**Given data**

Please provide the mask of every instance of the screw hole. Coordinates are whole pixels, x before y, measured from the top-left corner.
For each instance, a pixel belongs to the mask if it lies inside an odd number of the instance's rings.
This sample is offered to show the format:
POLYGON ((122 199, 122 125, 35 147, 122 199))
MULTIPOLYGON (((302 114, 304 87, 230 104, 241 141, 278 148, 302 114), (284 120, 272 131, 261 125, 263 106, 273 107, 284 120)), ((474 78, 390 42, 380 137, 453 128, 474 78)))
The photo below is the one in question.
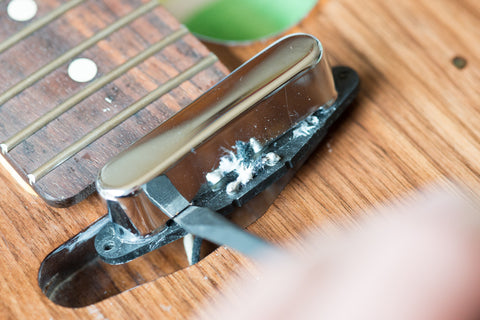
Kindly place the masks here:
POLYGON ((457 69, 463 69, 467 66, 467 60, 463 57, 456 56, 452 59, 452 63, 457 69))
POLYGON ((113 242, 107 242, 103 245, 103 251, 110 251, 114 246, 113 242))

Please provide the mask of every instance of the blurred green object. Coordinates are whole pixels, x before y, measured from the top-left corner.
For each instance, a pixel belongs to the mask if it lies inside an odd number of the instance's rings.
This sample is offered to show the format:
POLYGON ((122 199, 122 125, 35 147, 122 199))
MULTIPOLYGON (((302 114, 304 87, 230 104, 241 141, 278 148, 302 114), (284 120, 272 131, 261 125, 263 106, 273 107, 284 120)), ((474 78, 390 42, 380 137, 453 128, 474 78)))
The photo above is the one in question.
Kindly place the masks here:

**Assignment**
Filter the lines above, keeping each one that contains the string "pixels".

**Your solution**
Please provide the mask of every instance of the screw hole. Coordinates are whole pixels, x before y, measured from the top-left corner.
Please provide the mask of every instance of the blurred green object. Coordinates are whole pixels, x before y, measured from the top-left corner.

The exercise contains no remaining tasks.